Saved data entries

╔══

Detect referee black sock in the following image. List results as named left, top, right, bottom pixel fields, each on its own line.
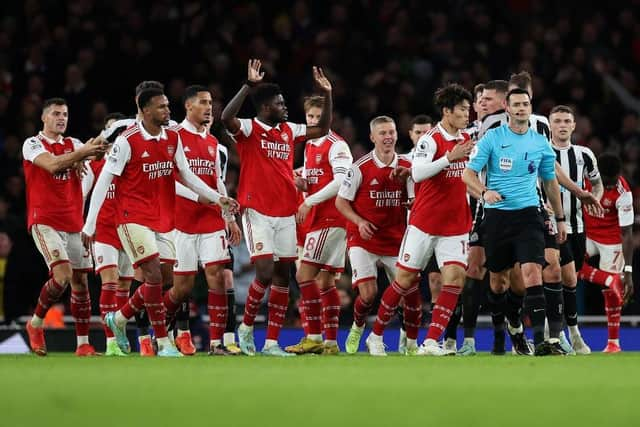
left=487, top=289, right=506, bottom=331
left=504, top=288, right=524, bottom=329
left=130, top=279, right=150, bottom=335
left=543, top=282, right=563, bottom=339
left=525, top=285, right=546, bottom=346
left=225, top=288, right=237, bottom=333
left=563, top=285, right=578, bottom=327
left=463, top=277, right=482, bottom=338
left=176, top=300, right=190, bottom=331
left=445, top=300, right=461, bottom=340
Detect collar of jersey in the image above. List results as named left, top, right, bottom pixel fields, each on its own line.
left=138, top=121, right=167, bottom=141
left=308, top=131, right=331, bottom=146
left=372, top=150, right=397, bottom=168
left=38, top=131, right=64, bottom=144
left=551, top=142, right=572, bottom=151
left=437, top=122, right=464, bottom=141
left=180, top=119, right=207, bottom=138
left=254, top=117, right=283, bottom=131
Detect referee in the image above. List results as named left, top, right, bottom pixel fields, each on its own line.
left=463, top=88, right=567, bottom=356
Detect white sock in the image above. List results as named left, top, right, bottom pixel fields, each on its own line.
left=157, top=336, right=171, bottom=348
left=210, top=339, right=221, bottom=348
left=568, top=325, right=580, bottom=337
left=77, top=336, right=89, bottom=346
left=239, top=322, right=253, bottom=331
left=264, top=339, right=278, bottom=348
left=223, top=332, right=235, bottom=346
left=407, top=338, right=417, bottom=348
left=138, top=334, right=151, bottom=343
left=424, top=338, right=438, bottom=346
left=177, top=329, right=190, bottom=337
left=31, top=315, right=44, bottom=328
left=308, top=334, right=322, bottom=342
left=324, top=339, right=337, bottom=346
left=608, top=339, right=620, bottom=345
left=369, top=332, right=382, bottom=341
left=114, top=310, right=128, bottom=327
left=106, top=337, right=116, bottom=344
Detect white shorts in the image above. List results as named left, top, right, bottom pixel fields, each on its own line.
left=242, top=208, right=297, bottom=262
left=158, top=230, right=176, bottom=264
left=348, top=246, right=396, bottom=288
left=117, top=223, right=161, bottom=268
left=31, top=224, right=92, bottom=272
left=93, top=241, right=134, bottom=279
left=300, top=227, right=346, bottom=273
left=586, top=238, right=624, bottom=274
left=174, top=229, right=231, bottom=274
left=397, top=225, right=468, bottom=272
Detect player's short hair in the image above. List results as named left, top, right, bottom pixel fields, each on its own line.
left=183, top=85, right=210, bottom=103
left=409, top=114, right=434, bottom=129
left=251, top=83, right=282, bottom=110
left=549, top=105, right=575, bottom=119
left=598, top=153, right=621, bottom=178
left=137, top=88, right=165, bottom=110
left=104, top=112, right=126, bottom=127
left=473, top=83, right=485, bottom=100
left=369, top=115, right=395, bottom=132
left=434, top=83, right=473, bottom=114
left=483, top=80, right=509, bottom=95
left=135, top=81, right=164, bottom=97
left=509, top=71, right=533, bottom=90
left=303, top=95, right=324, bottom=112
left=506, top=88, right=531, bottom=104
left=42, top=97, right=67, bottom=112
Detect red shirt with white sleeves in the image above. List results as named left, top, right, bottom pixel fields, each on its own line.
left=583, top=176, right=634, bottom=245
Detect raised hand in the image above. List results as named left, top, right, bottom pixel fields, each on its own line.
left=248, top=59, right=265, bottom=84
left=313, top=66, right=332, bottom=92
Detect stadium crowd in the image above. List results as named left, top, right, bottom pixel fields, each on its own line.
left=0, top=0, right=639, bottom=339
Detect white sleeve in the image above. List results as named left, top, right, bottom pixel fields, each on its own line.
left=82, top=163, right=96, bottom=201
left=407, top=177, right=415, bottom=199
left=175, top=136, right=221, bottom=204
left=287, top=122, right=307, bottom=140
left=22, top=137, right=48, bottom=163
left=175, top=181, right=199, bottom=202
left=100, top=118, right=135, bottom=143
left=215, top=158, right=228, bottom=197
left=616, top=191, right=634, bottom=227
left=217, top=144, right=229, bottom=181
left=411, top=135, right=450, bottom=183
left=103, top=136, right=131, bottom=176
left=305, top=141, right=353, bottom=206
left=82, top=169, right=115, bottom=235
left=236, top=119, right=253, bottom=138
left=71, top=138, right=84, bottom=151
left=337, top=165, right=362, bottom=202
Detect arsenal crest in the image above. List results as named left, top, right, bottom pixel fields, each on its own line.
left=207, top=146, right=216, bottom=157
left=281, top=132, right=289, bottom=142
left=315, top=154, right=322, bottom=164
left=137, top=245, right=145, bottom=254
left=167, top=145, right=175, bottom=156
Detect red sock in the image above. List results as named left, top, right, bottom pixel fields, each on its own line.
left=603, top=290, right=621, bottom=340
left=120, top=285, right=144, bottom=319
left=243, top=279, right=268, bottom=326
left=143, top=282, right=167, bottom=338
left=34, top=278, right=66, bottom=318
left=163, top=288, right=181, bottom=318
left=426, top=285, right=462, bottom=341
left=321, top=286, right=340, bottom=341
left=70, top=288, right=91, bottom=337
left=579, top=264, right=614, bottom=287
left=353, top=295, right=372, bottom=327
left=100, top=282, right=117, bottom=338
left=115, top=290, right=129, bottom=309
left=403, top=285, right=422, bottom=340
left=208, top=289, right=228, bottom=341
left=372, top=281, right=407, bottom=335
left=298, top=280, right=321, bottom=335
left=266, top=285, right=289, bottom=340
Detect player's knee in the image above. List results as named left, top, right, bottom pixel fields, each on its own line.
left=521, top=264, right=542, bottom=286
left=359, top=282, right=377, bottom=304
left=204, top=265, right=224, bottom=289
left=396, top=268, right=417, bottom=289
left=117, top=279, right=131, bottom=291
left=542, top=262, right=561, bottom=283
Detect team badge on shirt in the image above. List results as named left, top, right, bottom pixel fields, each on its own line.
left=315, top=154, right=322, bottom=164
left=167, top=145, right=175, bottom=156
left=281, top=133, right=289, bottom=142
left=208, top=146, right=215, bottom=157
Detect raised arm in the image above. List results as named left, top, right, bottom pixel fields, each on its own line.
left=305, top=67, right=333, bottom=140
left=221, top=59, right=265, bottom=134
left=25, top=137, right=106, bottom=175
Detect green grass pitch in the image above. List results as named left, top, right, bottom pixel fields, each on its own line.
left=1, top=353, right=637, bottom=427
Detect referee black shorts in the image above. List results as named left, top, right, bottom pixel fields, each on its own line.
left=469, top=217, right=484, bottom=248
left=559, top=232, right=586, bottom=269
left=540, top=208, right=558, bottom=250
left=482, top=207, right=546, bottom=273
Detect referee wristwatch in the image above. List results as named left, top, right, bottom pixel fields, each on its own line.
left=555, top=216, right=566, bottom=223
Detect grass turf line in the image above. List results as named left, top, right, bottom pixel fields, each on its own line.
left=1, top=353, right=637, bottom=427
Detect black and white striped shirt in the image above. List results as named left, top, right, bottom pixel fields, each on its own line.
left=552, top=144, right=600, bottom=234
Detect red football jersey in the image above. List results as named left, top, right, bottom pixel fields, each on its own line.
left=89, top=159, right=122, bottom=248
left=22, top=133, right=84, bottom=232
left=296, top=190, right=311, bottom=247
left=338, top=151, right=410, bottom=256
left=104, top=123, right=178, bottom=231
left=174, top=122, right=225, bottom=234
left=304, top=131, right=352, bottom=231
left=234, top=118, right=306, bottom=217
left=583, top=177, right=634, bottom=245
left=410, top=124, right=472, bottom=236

╚══

## What needs to be done:
Leaving the pictures out, set down all of the data again exactly.

## Answer section:
Detect referee black sock in the following image. List results as named left, top, right, bottom pixel fields, each on its own line.
left=487, top=289, right=506, bottom=331
left=504, top=288, right=524, bottom=329
left=130, top=279, right=150, bottom=335
left=543, top=282, right=563, bottom=339
left=525, top=285, right=546, bottom=346
left=225, top=288, right=237, bottom=333
left=563, top=285, right=578, bottom=327
left=463, top=277, right=482, bottom=338
left=176, top=300, right=190, bottom=331
left=445, top=300, right=461, bottom=340
Detect collar of jersey in the image above. List results as named left, top, right, bottom pixel fields, each on its own line.
left=138, top=121, right=167, bottom=141
left=308, top=131, right=331, bottom=146
left=372, top=150, right=397, bottom=168
left=38, top=131, right=64, bottom=144
left=551, top=142, right=572, bottom=151
left=437, top=122, right=464, bottom=141
left=180, top=119, right=207, bottom=138
left=254, top=117, right=283, bottom=131
Detect referee in the image above. List results as named left, top, right, bottom pixel fields, each on its own line.
left=463, top=88, right=567, bottom=356
Detect white sock in the image above. List results as named left, top, right, bottom pixel fields, each on its own line.
left=157, top=336, right=171, bottom=348
left=210, top=339, right=221, bottom=348
left=568, top=325, right=580, bottom=337
left=77, top=336, right=89, bottom=346
left=239, top=322, right=253, bottom=331
left=264, top=339, right=278, bottom=348
left=223, top=332, right=235, bottom=346
left=407, top=338, right=417, bottom=348
left=138, top=334, right=151, bottom=343
left=424, top=338, right=438, bottom=346
left=177, top=329, right=190, bottom=337
left=31, top=315, right=44, bottom=328
left=308, top=334, right=322, bottom=342
left=324, top=339, right=337, bottom=346
left=608, top=339, right=620, bottom=345
left=369, top=332, right=382, bottom=341
left=114, top=310, right=128, bottom=327
left=106, top=337, right=116, bottom=344
Detect white shorts in the image above. List results as named left, top, right, bottom pixel fields, each on its own line.
left=242, top=208, right=297, bottom=262
left=158, top=230, right=176, bottom=264
left=348, top=246, right=396, bottom=288
left=117, top=223, right=161, bottom=268
left=31, top=224, right=92, bottom=272
left=93, top=241, right=134, bottom=279
left=300, top=227, right=346, bottom=273
left=586, top=238, right=624, bottom=274
left=174, top=229, right=231, bottom=274
left=397, top=225, right=468, bottom=272
Detect player's short hair in the image above. List results as named left, top, right, bottom pixel fields, each on its own line.
left=183, top=85, right=210, bottom=103
left=409, top=114, right=434, bottom=129
left=251, top=83, right=282, bottom=110
left=549, top=105, right=575, bottom=119
left=598, top=153, right=621, bottom=178
left=137, top=88, right=165, bottom=110
left=104, top=112, right=126, bottom=127
left=473, top=83, right=485, bottom=100
left=369, top=115, right=395, bottom=132
left=434, top=83, right=473, bottom=114
left=483, top=80, right=509, bottom=95
left=135, top=81, right=164, bottom=97
left=509, top=71, right=533, bottom=90
left=303, top=95, right=324, bottom=112
left=506, top=88, right=531, bottom=104
left=42, top=97, right=67, bottom=112
Detect red shirt with white sleeves in the image above. List results as named left, top, right, bottom pixel fields, each on its own line.
left=583, top=176, right=634, bottom=245
Detect raised hand in the image above. List results as named left, top, right, bottom pixel fields, each on its own line.
left=248, top=59, right=265, bottom=84
left=313, top=66, right=332, bottom=92
Detect stadium crowd in the image above. List results as named left, top, right, bottom pixel fields, each on its own line.
left=0, top=0, right=639, bottom=339
Detect white sleeve in the image above. List results as named left, top, right, bottom pixel fields, each on its own line.
left=82, top=163, right=96, bottom=201
left=407, top=177, right=415, bottom=199
left=175, top=136, right=221, bottom=204
left=287, top=122, right=307, bottom=140
left=22, top=137, right=48, bottom=163
left=175, top=181, right=199, bottom=202
left=100, top=118, right=135, bottom=143
left=215, top=158, right=228, bottom=197
left=616, top=191, right=634, bottom=227
left=217, top=144, right=229, bottom=181
left=411, top=135, right=450, bottom=183
left=103, top=136, right=131, bottom=176
left=305, top=141, right=353, bottom=206
left=82, top=169, right=115, bottom=235
left=236, top=119, right=253, bottom=138
left=71, top=138, right=84, bottom=151
left=337, top=165, right=362, bottom=202
Detect arsenal crest in the image above. List results as named left, top, right, bottom pixel fields, each on its own line.
left=207, top=146, right=216, bottom=157
left=281, top=132, right=289, bottom=142
left=315, top=154, right=322, bottom=164
left=137, top=245, right=145, bottom=254
left=167, top=145, right=175, bottom=156
Detect red sock in the image above. List results as named left, top, right, bottom pixel fields, each on its own line.
left=603, top=290, right=621, bottom=340
left=120, top=285, right=144, bottom=319
left=243, top=279, right=268, bottom=326
left=143, top=282, right=167, bottom=338
left=34, top=278, right=66, bottom=318
left=163, top=288, right=181, bottom=318
left=426, top=285, right=462, bottom=341
left=321, top=286, right=340, bottom=341
left=70, top=288, right=91, bottom=337
left=579, top=264, right=614, bottom=287
left=353, top=295, right=372, bottom=327
left=100, top=282, right=117, bottom=338
left=115, top=290, right=129, bottom=309
left=403, top=285, right=422, bottom=340
left=208, top=289, right=228, bottom=341
left=372, top=281, right=407, bottom=335
left=298, top=280, right=321, bottom=335
left=266, top=285, right=289, bottom=340
Detect player's knee in the image above. List results as named left, top, right, bottom pixel fields, each on its own line.
left=521, top=264, right=542, bottom=286
left=359, top=282, right=377, bottom=304
left=204, top=265, right=224, bottom=289
left=396, top=268, right=417, bottom=289
left=117, top=279, right=131, bottom=291
left=542, top=262, right=561, bottom=283
Detect team badge on shirt in the image above. List results as named left, top, right, bottom pixel fields, each on its own line.
left=315, top=154, right=322, bottom=164
left=167, top=145, right=175, bottom=156
left=281, top=133, right=289, bottom=142
left=208, top=146, right=215, bottom=157
Detect raised arm in the image above. List results as named left, top, right, bottom pixel fields, each on its own line.
left=305, top=67, right=333, bottom=140
left=221, top=59, right=265, bottom=134
left=25, top=137, right=106, bottom=175
Detect green grass pitch in the image above. List results as named left, top, right, bottom pixel fields, each on its own line.
left=1, top=353, right=637, bottom=427
Detect referee black shorts in the image above. List results as named left, top, right, bottom pixel fields, each on its own line.
left=469, top=217, right=484, bottom=248
left=559, top=232, right=586, bottom=269
left=540, top=208, right=558, bottom=250
left=482, top=207, right=546, bottom=273
Detect referee wristwatch in the image above. List results as named left, top, right, bottom pixel fields, each on its own line.
left=555, top=216, right=566, bottom=223
Detect grass turf line in the image above. List results as named left, top, right, bottom pixel fields, each on its own line.
left=1, top=353, right=637, bottom=427
Detect black and white striped shirt in the image above. List results as named left, top, right, bottom pixel fields, each on its own line.
left=552, top=144, right=600, bottom=234
Detect red football jersey in the image above. List results as named left, top, right, bottom pixel fields, each on its own line.
left=89, top=159, right=122, bottom=248
left=22, top=133, right=84, bottom=232
left=296, top=190, right=311, bottom=247
left=338, top=151, right=410, bottom=256
left=104, top=123, right=178, bottom=231
left=174, top=122, right=225, bottom=234
left=304, top=131, right=352, bottom=231
left=234, top=118, right=306, bottom=217
left=583, top=177, right=634, bottom=245
left=410, top=124, right=472, bottom=236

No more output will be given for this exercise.